### Prompt
Exactly repeat the line that contains "point: woman with", then every line after it up to and including the final line.

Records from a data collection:
= = = =

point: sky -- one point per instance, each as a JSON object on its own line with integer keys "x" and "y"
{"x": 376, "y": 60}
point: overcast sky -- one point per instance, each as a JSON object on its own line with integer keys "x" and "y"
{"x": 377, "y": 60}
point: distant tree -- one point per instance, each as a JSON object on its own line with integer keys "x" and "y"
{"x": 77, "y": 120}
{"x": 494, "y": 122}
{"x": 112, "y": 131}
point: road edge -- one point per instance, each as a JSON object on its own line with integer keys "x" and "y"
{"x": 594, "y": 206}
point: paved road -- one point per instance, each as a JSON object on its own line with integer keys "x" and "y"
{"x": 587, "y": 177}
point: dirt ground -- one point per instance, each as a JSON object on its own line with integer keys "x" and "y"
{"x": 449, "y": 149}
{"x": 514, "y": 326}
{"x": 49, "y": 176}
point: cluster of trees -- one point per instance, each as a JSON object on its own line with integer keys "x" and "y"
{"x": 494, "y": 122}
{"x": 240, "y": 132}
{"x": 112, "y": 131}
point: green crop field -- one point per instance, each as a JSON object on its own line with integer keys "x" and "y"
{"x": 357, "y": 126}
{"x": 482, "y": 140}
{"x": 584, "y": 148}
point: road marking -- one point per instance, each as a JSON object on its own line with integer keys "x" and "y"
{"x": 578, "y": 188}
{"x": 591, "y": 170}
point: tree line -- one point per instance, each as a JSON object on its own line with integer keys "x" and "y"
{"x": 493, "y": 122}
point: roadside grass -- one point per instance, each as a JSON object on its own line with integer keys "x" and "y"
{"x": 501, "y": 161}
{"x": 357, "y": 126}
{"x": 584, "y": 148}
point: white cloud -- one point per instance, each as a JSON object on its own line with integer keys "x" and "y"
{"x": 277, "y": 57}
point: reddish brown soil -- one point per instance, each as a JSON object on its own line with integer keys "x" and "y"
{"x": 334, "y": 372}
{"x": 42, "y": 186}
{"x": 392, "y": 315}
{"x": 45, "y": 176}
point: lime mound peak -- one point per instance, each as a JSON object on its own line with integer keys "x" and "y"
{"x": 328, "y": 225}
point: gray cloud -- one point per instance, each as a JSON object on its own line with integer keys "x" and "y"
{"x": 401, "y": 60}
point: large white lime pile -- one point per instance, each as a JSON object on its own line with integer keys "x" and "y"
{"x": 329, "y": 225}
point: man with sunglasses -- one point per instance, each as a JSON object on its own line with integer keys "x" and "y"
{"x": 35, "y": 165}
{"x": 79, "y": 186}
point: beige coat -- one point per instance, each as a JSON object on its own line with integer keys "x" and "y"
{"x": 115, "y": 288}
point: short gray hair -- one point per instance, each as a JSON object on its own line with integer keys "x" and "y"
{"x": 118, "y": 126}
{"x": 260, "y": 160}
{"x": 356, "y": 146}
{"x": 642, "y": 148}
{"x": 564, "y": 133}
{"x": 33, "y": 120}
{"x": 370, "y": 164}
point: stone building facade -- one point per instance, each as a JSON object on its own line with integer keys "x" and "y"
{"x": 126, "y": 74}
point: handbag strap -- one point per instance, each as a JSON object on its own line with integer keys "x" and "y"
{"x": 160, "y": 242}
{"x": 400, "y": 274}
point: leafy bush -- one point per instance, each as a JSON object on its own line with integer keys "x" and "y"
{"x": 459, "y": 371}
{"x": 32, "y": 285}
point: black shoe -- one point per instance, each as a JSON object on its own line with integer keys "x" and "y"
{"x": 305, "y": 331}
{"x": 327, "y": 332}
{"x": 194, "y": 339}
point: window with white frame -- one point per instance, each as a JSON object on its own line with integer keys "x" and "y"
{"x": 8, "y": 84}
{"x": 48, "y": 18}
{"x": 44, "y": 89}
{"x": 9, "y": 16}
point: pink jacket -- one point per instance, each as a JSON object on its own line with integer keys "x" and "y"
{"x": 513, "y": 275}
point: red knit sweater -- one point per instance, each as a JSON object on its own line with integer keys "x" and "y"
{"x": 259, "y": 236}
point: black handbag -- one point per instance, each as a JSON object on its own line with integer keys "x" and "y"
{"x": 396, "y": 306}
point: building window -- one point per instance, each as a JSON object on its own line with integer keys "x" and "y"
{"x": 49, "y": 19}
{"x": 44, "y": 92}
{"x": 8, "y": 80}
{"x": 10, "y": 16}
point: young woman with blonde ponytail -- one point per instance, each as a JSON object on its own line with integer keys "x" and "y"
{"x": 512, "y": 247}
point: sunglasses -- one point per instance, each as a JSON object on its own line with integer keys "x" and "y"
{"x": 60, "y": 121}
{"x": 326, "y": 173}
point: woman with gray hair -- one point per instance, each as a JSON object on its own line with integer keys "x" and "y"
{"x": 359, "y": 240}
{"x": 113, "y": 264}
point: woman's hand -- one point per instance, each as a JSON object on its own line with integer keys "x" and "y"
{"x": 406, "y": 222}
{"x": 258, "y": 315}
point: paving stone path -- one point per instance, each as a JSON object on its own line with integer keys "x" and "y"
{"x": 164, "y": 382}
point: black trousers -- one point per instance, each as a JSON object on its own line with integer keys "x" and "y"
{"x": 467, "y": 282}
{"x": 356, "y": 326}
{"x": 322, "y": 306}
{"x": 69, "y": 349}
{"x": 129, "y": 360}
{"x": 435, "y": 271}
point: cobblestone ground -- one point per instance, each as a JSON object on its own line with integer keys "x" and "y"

= = = =

### The output
point: woman with gray hair -- one point per instance, each as a JSON object on its own line with integer keys "x" and "y"
{"x": 359, "y": 240}
{"x": 113, "y": 264}
point: woman's hand -- one point per instance, each as a JSON object on its own line with integer keys "x" and "y"
{"x": 406, "y": 222}
{"x": 258, "y": 315}
point: paving stone path -- one point per instance, each as a JSON object on its own line with integer keys "x" and "y"
{"x": 164, "y": 382}
point: black trousers -- one point per instance, each as a JSON object on its own line with integer keys "x" and "y"
{"x": 467, "y": 282}
{"x": 356, "y": 326}
{"x": 322, "y": 306}
{"x": 69, "y": 349}
{"x": 129, "y": 360}
{"x": 435, "y": 271}
point: cobblestone ground -- one point per instance, each as a JSON object on its own line with integer keys "x" and "y"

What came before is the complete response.